====== Source excerpt

[Box Backup] 100% CPU on big directories

Ben Summers boxbackup@fluffy.co.uk
Tue, 14 Feb 2006 19:51:28 +0000


On 14 Feb 2006, at 12:00, Jamie Neil wrote:

> Ben Summers wrote:
>>> Yes, I know it's not clever to have a flat directory with 150,000  
>>> files
>>> in it :), but I've noticed the effect to a smaller degree on  
>>> directories
>>> with only 1000 files. Does anyone know if it's fixable?
>>
>> I can think of a couple of places in the code which wouldn't  
>> appreciate
>> this. It might be possible to get a speed-up by using a hash_map  
>> instead
>> of a map in critical places.
>
> I removed a large amount of the files in the offending directories  
> which
> brought the number of files in each directory down to about 30,000.  
> The
> utilisation still hit 100%, but it did complete this time (took  
> about 8
> hours to back up 446MB).

Sounds like that's the problem then.


>
>> I've added a note to the wiki about this to make sure we think  
>> about it
>> in the next round of changes.
>>
>> Sorry not to be more helpful now.
>
> That's ok - the problem is avoidable in most situations. It might
> present a problem where you can't control what people are backing  
> up though.

We're planning to redesign the way files are selected for backup.  
Making it more efficient for the nasty edge cases is on the list.

Ben

============

[Brief A]:
List every count of files in a directory that the Box Backup message mentions.
The listing that comes next has no connection to the Box Backup message.

====== Working data

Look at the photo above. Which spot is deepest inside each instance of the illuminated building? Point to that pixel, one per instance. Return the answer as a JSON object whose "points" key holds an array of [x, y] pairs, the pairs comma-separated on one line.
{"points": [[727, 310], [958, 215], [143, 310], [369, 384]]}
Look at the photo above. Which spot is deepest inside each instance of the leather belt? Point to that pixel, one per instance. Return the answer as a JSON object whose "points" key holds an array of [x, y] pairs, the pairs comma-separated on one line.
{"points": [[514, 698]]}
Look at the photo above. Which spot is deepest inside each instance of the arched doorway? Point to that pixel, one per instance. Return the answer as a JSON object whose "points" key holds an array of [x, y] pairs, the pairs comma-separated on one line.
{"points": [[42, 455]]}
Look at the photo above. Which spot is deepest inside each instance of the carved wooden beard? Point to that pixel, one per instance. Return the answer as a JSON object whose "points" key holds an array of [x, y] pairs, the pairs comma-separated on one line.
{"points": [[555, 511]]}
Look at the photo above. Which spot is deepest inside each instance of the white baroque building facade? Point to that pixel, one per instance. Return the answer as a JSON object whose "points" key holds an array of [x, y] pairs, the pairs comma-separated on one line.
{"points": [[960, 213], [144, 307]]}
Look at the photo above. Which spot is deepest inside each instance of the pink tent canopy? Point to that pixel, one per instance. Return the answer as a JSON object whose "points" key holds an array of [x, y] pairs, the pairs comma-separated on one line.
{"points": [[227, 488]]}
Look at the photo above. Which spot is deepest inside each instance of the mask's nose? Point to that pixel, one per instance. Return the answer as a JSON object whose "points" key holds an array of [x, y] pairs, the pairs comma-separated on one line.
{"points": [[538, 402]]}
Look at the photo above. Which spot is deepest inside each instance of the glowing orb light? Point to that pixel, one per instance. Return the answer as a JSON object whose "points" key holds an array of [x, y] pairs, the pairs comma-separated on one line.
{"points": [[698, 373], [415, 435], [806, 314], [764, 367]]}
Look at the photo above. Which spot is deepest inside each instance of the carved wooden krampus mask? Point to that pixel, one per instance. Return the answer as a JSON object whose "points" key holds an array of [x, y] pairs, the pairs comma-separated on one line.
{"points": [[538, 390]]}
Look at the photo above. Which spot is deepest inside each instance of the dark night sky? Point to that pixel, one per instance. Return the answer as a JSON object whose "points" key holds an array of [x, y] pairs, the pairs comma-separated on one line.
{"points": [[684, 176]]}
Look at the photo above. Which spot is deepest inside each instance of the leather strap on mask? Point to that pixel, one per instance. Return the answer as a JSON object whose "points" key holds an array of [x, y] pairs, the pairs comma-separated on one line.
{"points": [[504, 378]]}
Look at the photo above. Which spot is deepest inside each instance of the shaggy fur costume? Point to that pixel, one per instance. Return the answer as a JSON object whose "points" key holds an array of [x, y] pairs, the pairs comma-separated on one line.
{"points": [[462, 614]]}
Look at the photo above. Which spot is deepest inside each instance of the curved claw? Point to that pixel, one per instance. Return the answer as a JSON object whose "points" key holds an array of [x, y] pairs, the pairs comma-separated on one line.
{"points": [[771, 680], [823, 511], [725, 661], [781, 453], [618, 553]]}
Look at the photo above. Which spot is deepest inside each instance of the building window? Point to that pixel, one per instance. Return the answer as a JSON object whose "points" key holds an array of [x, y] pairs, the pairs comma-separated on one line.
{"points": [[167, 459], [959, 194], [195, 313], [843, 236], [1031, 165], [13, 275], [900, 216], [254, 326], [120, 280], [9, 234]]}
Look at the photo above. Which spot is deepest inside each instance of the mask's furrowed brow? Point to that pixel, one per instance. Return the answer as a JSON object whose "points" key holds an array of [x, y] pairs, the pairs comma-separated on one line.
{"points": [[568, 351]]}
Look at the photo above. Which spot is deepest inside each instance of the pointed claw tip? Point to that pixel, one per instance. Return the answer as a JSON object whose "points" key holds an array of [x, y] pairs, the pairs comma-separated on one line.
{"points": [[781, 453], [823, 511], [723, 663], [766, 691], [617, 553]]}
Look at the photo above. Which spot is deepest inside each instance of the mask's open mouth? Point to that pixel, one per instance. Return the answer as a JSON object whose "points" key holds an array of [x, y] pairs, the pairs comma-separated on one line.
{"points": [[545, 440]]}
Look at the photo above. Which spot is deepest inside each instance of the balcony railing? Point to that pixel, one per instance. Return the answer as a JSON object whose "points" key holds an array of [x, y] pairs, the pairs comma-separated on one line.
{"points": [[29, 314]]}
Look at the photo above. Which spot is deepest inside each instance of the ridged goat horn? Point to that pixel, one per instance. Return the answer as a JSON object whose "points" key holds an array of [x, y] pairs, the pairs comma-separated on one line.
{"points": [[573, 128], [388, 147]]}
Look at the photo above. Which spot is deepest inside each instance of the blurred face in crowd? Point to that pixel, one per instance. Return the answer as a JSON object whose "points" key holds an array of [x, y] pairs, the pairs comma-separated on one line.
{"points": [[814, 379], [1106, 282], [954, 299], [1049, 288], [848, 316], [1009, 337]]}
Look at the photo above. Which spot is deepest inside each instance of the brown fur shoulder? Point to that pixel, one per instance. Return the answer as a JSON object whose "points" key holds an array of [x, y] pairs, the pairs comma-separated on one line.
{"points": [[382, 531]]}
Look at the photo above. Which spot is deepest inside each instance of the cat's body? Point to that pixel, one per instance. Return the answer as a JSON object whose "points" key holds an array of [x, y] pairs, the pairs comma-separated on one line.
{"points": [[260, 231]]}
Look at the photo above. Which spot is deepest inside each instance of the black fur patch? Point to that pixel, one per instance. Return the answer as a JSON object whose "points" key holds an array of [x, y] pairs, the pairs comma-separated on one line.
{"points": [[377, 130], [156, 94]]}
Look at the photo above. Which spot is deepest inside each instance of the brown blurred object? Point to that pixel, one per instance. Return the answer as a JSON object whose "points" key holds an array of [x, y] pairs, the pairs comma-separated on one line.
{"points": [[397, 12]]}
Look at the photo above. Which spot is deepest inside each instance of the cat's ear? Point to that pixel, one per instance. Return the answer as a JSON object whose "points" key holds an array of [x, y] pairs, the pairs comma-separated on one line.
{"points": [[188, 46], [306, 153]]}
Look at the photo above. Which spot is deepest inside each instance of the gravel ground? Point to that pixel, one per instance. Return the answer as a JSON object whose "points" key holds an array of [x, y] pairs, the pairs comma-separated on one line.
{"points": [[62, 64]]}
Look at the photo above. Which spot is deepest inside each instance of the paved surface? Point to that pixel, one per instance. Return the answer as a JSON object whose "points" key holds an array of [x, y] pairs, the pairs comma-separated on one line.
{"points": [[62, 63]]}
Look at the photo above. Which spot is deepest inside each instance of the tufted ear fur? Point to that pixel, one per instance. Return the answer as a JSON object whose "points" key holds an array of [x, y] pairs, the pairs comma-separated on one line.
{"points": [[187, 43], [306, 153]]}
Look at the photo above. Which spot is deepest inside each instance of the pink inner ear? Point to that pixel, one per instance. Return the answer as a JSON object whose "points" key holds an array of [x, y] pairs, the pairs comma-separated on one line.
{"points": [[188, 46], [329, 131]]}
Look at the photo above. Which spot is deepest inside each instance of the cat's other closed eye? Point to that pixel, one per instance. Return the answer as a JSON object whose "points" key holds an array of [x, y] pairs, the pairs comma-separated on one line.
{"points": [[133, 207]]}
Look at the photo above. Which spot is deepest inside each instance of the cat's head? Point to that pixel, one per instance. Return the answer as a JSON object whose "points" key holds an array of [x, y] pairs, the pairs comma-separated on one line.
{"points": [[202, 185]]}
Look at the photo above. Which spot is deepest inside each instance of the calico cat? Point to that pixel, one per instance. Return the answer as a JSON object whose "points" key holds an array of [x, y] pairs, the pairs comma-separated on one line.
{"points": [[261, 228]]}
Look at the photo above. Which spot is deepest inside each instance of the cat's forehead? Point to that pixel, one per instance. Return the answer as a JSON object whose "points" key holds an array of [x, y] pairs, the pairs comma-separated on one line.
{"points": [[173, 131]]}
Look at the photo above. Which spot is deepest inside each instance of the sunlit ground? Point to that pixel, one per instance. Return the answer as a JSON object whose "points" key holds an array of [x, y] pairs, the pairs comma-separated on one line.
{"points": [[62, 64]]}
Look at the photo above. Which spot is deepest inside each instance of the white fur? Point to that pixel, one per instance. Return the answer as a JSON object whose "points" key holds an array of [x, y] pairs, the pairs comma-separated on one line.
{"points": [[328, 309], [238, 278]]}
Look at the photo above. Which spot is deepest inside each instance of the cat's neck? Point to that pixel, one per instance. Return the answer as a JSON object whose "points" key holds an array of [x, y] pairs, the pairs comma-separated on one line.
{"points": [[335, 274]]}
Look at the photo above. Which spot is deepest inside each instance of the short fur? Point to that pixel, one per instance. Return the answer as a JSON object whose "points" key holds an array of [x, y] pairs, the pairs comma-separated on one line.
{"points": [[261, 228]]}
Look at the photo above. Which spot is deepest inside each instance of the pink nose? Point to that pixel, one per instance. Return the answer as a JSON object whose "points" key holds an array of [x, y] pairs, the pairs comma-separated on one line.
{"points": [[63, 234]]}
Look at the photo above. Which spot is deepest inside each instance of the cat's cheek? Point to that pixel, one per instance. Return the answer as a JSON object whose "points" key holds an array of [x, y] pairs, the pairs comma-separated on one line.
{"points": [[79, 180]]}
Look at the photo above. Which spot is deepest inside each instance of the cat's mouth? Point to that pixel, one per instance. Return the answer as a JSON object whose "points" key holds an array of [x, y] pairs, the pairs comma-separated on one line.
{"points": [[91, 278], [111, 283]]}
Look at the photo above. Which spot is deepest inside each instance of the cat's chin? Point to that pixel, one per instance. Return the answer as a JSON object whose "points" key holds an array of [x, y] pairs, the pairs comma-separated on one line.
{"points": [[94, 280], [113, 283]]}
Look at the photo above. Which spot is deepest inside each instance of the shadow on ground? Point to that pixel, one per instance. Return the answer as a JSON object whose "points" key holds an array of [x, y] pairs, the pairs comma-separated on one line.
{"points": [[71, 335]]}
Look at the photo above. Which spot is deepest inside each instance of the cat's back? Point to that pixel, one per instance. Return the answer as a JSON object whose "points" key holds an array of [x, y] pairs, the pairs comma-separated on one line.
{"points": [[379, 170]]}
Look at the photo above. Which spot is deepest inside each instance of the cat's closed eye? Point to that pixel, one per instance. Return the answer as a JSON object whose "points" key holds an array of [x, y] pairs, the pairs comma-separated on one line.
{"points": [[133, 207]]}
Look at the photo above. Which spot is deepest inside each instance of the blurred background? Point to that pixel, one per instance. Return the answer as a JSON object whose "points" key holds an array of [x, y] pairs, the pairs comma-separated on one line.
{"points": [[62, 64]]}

============

[Brief B]:
State how many lines of the listing contain the string "illuminated".

[Exercise result A]:
150,000; 1000; about 30,000

[Exercise result B]:
1